PROBLEM STATEMENT: Produce a verbatim copy of the entries listed below.

(Excerpts of pointing data)
'''

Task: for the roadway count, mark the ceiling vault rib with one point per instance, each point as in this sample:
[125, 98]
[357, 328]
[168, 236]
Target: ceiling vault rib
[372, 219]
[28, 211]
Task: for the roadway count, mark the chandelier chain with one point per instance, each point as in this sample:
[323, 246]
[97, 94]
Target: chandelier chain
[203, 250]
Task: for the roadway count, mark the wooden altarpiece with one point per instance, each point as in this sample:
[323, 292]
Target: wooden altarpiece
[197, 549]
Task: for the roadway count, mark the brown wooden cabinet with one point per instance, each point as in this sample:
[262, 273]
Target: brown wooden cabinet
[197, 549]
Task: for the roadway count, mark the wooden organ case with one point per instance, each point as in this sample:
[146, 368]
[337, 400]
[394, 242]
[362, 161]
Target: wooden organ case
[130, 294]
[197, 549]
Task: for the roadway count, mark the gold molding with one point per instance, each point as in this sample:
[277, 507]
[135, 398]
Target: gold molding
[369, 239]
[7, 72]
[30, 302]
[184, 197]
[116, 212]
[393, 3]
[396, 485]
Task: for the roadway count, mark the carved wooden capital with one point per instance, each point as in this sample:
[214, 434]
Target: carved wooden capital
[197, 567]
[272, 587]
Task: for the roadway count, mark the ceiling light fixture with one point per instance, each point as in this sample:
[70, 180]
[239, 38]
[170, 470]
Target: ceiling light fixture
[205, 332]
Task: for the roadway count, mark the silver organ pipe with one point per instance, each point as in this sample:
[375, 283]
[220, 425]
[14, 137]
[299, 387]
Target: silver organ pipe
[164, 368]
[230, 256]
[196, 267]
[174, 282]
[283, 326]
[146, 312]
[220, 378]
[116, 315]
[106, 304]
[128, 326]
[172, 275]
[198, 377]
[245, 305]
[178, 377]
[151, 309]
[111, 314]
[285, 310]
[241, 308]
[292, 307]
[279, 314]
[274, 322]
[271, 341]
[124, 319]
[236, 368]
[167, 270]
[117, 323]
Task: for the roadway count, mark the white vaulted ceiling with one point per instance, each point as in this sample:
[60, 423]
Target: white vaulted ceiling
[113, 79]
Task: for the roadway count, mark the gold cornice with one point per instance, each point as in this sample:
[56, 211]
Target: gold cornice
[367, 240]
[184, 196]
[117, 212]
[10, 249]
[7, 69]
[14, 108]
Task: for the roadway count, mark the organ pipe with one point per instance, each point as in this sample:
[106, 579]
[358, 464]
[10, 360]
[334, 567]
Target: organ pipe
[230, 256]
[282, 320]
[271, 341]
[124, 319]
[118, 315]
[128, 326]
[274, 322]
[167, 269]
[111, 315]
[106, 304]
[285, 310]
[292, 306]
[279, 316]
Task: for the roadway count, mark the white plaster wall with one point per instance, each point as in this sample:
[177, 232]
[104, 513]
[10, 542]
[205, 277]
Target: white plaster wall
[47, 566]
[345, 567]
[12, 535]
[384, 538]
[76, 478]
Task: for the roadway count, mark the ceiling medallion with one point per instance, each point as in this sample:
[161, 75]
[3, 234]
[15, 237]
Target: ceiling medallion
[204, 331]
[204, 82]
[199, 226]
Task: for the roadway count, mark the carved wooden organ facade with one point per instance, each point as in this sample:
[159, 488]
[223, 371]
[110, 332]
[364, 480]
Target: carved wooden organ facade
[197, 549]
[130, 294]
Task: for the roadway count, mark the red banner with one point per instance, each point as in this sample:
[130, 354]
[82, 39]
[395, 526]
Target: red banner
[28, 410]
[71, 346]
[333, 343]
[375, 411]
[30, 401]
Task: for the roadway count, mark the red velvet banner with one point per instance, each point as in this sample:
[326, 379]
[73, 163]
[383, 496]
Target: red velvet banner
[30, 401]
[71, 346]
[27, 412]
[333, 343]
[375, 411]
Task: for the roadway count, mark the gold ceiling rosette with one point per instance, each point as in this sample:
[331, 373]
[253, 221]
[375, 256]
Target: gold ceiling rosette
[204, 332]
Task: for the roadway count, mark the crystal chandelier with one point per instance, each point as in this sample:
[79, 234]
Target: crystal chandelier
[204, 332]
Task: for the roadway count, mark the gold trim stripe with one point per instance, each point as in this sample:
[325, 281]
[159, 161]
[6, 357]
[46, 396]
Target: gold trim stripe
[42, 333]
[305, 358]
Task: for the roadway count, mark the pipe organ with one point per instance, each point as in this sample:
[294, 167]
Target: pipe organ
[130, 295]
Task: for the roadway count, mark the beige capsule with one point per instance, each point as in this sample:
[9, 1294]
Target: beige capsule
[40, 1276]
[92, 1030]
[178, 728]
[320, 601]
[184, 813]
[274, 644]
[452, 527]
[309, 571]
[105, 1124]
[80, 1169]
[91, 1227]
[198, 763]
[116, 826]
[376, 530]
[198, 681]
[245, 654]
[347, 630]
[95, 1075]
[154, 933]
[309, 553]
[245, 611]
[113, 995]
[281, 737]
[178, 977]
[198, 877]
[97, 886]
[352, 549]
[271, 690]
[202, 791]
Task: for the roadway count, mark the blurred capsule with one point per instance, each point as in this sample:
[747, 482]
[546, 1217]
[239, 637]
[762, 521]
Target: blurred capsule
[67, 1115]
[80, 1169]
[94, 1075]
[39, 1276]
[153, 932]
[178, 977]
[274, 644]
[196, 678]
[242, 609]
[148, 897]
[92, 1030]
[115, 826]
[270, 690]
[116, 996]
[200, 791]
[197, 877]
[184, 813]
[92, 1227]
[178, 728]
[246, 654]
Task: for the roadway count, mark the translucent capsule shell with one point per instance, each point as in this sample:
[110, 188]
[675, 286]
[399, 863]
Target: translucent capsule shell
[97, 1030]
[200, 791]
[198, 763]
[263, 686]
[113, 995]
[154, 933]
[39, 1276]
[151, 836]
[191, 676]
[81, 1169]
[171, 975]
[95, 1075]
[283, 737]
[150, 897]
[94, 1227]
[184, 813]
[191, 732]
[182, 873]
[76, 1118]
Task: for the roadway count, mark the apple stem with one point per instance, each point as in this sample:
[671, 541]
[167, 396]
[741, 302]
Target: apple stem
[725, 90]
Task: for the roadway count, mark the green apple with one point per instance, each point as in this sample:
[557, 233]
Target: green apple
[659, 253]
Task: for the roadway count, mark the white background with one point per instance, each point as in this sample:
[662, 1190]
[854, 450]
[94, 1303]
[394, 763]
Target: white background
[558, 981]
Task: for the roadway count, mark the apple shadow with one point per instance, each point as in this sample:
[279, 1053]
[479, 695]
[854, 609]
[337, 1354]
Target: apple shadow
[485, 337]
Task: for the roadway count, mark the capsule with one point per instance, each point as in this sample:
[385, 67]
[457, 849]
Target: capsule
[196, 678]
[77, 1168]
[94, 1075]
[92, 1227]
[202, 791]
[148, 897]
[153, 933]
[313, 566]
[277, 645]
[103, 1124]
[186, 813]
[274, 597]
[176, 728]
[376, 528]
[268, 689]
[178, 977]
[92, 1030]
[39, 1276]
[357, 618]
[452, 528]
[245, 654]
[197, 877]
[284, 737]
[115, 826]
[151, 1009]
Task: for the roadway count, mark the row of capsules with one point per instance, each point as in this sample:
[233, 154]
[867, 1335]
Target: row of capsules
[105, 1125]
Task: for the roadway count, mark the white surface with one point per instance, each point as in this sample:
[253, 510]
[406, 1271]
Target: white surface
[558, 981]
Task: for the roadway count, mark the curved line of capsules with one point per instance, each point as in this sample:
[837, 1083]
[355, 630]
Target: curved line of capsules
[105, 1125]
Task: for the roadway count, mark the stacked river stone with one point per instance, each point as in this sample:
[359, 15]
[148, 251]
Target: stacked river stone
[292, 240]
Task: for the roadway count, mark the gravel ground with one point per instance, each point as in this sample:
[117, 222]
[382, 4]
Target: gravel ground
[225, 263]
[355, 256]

'''

TASK RESULT:
Task: for the roadway count, mark the ceiling vault rib with one point per instance, each point as in this sample:
[125, 98]
[357, 328]
[168, 236]
Target: ceiling vault rib
[372, 219]
[28, 211]
Task: for the roadway count, mark the chandelier chain with one point per instance, each point as in this sample:
[323, 246]
[97, 94]
Target: chandelier chain
[203, 250]
Task: for the roadway count, mark the wooden altarpiece with one point per instance, each point as in this sample:
[323, 292]
Target: wooden altarpiece
[197, 549]
Task: for the roadway count, mark the brown wooden cabinet with one point per instance, each point as in this sample:
[262, 273]
Target: brown wooden cabinet
[197, 549]
Task: for the roadway count, mark the wooden organ case with one point per instance, each point as in this sample:
[146, 368]
[337, 400]
[394, 242]
[362, 161]
Target: wooden organ case
[130, 294]
[197, 549]
Task: for the roadway count, mark the gold molding with one point per instance, each point as in this sample:
[277, 507]
[135, 398]
Target: gold molding
[369, 239]
[7, 72]
[30, 302]
[184, 197]
[116, 212]
[393, 3]
[396, 485]
Task: for the roadway count, mark the carved wooden capital with one point per instance, each point as in this sample:
[214, 434]
Target: carved wooden capital
[197, 567]
[272, 587]
Task: for the roadway count, mark the ceiling light fixture with one point per instance, each point as in this sample:
[70, 180]
[239, 38]
[170, 470]
Target: ceiling light fixture
[205, 332]
Task: for the roadway count, mark the silver organ pipe with one point per instance, each point as in this sample:
[375, 283]
[220, 425]
[14, 137]
[299, 387]
Target: silver organ pipe
[164, 368]
[230, 256]
[196, 267]
[174, 282]
[283, 326]
[146, 312]
[220, 378]
[116, 315]
[106, 304]
[128, 326]
[172, 275]
[198, 377]
[245, 305]
[178, 377]
[151, 309]
[111, 314]
[285, 310]
[241, 308]
[292, 307]
[279, 314]
[274, 322]
[271, 341]
[124, 319]
[236, 368]
[167, 270]
[117, 323]
Task: for the roadway count, mark the white vaulted ceiling with one point per instance, each point as in this sample:
[60, 423]
Target: white vaulted ceiling
[113, 79]
Task: for the roadway count, mark the gold cornice with one point per instance, each point as in this sample:
[56, 211]
Target: gold cornice
[367, 240]
[184, 196]
[117, 212]
[10, 249]
[7, 69]
[14, 108]
Task: for the roadway count, mark the organ pipe with one point per instance, each point as in this sample:
[106, 579]
[358, 464]
[10, 360]
[334, 567]
Target: organ pipe
[230, 256]
[282, 320]
[271, 341]
[124, 319]
[118, 315]
[128, 326]
[274, 322]
[167, 269]
[111, 315]
[106, 304]
[285, 310]
[292, 306]
[279, 316]
Task: for the roadway count, mark the white plaster wall with one point per instance, each point as in this sample:
[177, 232]
[104, 513]
[10, 542]
[205, 277]
Target: white plaster wall
[47, 566]
[345, 567]
[12, 535]
[384, 538]
[76, 478]
Task: for the roadway count, mark the ceiling medallion with one point per instance, each point as in this sample:
[161, 75]
[3, 234]
[15, 237]
Target: ceiling medallion
[204, 331]
[204, 82]
[199, 226]
Task: for the roadway count, mark the carved wooden organ facade with one point per instance, each point as in this sample:
[159, 488]
[223, 371]
[110, 332]
[364, 480]
Target: carved wooden organ facade
[197, 549]
[130, 294]
Task: for the roadway count, mark the red banner with one point per instance, each point as in this sample:
[130, 354]
[82, 39]
[395, 526]
Target: red banner
[28, 410]
[71, 346]
[333, 343]
[375, 411]
[30, 401]
Task: for the roadway count, mark the red velvet banner with one point per instance, each point as in this sample:
[326, 379]
[73, 163]
[383, 496]
Target: red velvet banner
[30, 401]
[71, 346]
[27, 412]
[333, 343]
[375, 411]
Task: for the roadway count, mark the gold ceiling rosette with one point per instance, each point as in this sample:
[331, 373]
[253, 221]
[375, 256]
Target: gold ceiling rosette
[204, 332]
Task: for the roadway count, mark the crystal chandelier with one point per instance, each point as in this sample:
[79, 234]
Target: crystal chandelier
[204, 332]
Task: for the roadway count, mark the gold trim stripe with one point per instance, each point as in this sample:
[325, 281]
[159, 161]
[6, 357]
[46, 396]
Target: gold trim stripe
[42, 333]
[305, 358]
Task: for the roadway count, mark the pipe organ with one point per instance, each point as in this sample:
[294, 167]
Target: pipe organ
[130, 295]
Task: for the roadway count, mark the beige capsule with one point per instance, each point as in this sample:
[9, 1294]
Target: beige capsule
[40, 1276]
[92, 1030]
[178, 728]
[320, 601]
[184, 813]
[274, 644]
[452, 527]
[309, 571]
[105, 1124]
[80, 1169]
[91, 1227]
[198, 763]
[116, 826]
[376, 530]
[198, 681]
[245, 654]
[347, 630]
[95, 1075]
[154, 933]
[309, 553]
[245, 611]
[113, 995]
[281, 737]
[178, 977]
[198, 877]
[97, 886]
[352, 549]
[271, 690]
[202, 791]
Task: for the roadway count, mark the blurred capsule with one point per instance, each point as in this sample:
[747, 482]
[546, 1217]
[239, 637]
[762, 521]
Target: blurred capsule
[67, 1115]
[80, 1169]
[94, 1075]
[39, 1276]
[153, 932]
[178, 977]
[274, 644]
[196, 678]
[242, 609]
[148, 897]
[92, 1030]
[115, 826]
[270, 690]
[116, 996]
[200, 791]
[197, 877]
[184, 813]
[92, 1227]
[178, 728]
[246, 654]
Task: for the roadway count, mark the translucent capsule shell with one point per instance, each point as in this sample:
[110, 188]
[675, 286]
[399, 863]
Target: translucent capsule shell
[97, 1030]
[200, 791]
[198, 763]
[263, 686]
[113, 995]
[154, 933]
[39, 1276]
[151, 836]
[191, 676]
[81, 1169]
[171, 975]
[95, 1075]
[283, 737]
[150, 897]
[94, 1227]
[184, 813]
[191, 732]
[182, 873]
[76, 1118]
Task: for the roadway count, mark the apple stem with one point per instance, each point as in this sample:
[671, 541]
[167, 396]
[741, 302]
Target: apple stem
[725, 90]
Task: for the roadway count, mark the green apple with one point per instance, each point as in this sample:
[557, 233]
Target: green apple
[659, 253]
Task: for the roadway count, mark the white background with one point per instance, each point as in this sample:
[662, 1190]
[854, 450]
[94, 1303]
[394, 763]
Target: white background
[558, 981]
Task: for the roadway count, mark the apple shadow with one point per instance, each point as in this sample:
[279, 1053]
[479, 695]
[854, 609]
[337, 1354]
Target: apple shadow
[485, 337]
Task: for the roadway count, mark the capsule with one point per instance, each point as in this sample:
[385, 67]
[457, 849]
Target: capsule
[196, 678]
[77, 1168]
[94, 1075]
[92, 1227]
[202, 791]
[148, 897]
[153, 933]
[313, 566]
[277, 645]
[103, 1124]
[186, 813]
[274, 597]
[176, 728]
[376, 528]
[268, 689]
[178, 977]
[92, 1030]
[39, 1276]
[357, 618]
[452, 528]
[245, 654]
[197, 877]
[284, 737]
[115, 826]
[151, 1009]
Task: for the roadway count, mark the row of capsules with one point per instance, each point as in this sample:
[233, 154]
[867, 1335]
Target: row of capsules
[105, 1125]
Task: for the roadway count, mark the white surface with one point per instance, each point as in this sample:
[253, 510]
[406, 1271]
Target: white surface
[558, 981]
Task: for the roadway count, mark the curved line of capsules with one point per instance, each point as in this sample:
[837, 1083]
[355, 630]
Target: curved line of capsules
[105, 1125]
Task: for the roadway count, mark the stacked river stone with one point per instance, each point as in this sample:
[359, 15]
[148, 251]
Target: stacked river stone
[292, 240]
Task: for the roadway count, mark the gravel ground with one point per instance, each point as in this sample:
[117, 222]
[382, 4]
Target: gravel ground
[225, 263]
[355, 256]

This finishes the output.